Directions for this task → The word "mouth" marks the lines to find; copy every such line from the data below.
═══ Record excerpts ═══
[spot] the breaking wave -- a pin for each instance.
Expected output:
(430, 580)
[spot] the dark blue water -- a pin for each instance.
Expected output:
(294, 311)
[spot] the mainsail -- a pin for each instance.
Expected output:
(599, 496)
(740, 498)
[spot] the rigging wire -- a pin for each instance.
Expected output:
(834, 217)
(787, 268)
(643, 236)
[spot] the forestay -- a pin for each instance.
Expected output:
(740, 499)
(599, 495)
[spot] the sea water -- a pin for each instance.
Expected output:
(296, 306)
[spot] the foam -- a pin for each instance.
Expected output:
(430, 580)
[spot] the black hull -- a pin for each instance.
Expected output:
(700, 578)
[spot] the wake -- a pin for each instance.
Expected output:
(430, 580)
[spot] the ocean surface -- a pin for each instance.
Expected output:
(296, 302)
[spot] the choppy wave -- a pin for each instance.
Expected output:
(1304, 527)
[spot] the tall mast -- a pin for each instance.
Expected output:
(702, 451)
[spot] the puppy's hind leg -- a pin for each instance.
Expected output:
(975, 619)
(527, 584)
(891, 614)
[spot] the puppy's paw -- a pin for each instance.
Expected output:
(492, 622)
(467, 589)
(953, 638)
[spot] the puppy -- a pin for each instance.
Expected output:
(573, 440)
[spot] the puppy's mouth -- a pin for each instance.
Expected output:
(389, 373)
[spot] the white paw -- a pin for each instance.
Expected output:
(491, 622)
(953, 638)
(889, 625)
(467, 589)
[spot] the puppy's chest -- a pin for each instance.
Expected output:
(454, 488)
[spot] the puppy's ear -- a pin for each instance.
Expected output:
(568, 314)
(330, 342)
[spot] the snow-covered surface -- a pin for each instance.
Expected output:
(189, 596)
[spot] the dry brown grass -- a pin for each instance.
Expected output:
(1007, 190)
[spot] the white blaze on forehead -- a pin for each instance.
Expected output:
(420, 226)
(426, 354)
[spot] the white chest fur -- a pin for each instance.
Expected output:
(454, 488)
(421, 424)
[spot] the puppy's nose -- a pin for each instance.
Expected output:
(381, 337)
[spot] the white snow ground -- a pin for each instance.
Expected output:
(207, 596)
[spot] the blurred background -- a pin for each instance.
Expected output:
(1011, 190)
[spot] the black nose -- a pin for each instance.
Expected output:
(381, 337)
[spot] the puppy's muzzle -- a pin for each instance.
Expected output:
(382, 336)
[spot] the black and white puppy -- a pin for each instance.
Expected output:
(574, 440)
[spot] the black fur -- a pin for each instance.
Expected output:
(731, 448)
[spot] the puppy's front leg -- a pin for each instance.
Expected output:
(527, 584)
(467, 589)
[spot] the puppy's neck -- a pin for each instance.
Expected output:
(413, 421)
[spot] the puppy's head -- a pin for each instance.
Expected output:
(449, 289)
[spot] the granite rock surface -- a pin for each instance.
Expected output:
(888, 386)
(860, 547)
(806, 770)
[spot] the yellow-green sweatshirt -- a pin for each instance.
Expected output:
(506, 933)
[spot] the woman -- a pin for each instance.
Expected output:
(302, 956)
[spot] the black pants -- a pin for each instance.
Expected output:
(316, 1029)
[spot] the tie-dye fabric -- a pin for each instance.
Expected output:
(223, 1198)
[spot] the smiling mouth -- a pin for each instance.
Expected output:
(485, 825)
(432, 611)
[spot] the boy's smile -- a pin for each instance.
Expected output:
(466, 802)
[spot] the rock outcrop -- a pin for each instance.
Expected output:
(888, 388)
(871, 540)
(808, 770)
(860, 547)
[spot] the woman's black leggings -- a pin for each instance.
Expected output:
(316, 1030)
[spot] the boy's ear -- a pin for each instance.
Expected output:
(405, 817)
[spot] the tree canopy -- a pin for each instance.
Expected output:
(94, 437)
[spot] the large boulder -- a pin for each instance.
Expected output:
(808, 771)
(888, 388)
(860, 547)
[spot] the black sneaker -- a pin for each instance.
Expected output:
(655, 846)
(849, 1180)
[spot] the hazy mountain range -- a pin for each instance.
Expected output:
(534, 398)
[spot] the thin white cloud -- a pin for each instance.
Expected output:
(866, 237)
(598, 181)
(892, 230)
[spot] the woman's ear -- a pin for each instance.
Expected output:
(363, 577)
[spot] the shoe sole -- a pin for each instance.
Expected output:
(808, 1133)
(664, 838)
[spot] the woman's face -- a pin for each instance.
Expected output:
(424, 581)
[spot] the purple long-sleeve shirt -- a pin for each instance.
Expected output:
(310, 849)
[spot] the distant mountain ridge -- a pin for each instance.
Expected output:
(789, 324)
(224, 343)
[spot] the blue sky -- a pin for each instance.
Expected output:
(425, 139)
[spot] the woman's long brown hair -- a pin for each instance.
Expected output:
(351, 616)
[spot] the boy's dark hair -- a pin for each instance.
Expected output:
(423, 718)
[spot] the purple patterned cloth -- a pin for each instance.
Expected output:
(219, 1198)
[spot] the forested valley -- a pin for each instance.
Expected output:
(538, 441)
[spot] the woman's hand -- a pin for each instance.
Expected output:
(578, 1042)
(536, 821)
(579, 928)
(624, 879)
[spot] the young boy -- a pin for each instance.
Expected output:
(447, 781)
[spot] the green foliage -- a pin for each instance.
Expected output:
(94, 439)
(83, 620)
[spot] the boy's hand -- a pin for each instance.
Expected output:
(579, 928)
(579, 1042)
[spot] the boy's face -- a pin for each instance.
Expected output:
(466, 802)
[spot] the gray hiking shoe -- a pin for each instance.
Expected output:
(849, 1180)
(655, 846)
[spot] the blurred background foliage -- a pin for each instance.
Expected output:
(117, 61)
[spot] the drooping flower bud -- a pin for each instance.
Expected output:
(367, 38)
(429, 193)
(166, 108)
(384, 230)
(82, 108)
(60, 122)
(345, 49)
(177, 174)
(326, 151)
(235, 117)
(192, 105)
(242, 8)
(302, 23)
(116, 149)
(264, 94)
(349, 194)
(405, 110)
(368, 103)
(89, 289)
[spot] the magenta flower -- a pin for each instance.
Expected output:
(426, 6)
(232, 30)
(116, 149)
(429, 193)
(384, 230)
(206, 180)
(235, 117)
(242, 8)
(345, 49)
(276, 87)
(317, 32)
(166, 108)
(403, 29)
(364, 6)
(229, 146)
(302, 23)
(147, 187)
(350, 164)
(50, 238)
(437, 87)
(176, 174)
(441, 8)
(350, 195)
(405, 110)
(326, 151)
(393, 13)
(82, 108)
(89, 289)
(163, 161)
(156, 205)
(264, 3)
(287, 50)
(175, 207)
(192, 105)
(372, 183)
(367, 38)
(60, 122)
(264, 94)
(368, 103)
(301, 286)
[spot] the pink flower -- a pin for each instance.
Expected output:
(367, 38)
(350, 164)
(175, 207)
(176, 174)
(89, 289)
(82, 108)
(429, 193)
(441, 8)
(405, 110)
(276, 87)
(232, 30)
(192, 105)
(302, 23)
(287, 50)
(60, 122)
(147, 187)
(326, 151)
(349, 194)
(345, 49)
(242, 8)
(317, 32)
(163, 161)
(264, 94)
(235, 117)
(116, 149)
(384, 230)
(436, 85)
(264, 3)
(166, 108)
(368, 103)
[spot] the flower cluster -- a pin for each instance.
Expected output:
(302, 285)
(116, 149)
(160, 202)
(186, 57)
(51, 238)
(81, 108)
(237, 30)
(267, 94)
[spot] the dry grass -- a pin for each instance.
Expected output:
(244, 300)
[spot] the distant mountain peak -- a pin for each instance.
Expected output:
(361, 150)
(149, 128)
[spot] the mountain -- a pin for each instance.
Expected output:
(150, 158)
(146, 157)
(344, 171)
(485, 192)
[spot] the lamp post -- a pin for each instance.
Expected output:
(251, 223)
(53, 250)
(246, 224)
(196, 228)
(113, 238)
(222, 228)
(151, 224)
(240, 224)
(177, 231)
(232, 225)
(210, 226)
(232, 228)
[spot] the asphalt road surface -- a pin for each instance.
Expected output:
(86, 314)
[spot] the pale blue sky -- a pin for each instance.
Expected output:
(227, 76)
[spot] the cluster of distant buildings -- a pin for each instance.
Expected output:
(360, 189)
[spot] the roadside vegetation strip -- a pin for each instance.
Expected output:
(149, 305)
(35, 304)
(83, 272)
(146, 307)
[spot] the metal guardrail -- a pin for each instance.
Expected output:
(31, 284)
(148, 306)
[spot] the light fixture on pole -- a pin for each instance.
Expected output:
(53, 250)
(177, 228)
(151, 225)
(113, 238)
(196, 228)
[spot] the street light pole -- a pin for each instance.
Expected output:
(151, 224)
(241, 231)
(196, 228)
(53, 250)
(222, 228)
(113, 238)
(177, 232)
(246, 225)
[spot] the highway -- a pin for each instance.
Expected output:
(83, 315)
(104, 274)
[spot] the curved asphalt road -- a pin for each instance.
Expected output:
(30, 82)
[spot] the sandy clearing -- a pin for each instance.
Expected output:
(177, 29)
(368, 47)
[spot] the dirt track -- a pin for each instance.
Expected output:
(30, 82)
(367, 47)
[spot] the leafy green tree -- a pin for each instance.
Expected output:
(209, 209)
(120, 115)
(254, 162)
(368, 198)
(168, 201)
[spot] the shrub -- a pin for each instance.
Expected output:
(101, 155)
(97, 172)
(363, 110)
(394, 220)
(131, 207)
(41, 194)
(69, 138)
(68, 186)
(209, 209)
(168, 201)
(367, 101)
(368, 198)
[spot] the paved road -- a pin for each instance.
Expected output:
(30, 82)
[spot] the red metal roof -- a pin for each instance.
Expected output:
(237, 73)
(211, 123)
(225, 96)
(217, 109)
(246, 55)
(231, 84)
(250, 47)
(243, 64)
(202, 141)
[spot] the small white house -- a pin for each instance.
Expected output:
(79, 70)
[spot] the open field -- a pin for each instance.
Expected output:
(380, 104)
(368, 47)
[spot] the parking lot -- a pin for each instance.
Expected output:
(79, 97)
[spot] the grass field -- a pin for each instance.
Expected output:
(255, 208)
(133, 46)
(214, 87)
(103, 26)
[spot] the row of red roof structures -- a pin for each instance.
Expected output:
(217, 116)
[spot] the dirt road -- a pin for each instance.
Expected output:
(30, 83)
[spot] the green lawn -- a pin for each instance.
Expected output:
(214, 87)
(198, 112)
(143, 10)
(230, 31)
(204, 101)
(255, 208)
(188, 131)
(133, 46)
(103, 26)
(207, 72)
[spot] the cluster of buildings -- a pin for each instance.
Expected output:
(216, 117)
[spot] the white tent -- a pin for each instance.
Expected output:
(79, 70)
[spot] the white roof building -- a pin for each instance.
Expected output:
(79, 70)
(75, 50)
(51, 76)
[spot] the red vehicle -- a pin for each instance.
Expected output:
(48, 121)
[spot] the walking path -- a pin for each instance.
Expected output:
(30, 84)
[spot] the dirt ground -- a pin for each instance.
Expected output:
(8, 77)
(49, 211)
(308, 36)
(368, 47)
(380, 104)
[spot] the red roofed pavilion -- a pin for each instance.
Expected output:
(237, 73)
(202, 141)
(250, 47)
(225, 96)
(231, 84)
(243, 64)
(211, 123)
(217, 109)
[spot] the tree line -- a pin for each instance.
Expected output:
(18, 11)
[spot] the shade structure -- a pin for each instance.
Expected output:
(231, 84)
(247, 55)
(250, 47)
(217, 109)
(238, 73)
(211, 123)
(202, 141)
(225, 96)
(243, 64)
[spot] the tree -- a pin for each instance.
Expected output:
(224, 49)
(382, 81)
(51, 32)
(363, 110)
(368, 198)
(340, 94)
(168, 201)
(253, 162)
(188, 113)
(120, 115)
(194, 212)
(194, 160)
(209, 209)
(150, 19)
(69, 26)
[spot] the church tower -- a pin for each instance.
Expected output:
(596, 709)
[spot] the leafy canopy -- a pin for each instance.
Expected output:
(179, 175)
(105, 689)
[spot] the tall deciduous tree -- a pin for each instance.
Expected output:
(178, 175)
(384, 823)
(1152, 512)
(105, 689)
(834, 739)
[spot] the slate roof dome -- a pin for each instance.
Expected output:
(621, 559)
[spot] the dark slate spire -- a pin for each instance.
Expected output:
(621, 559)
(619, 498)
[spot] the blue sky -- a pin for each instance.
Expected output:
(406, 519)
═══
Exercise answer →
[spot] the puppy's mouth -- a pin for each instance.
[spot] the smiling mouth -- a pin for each instance.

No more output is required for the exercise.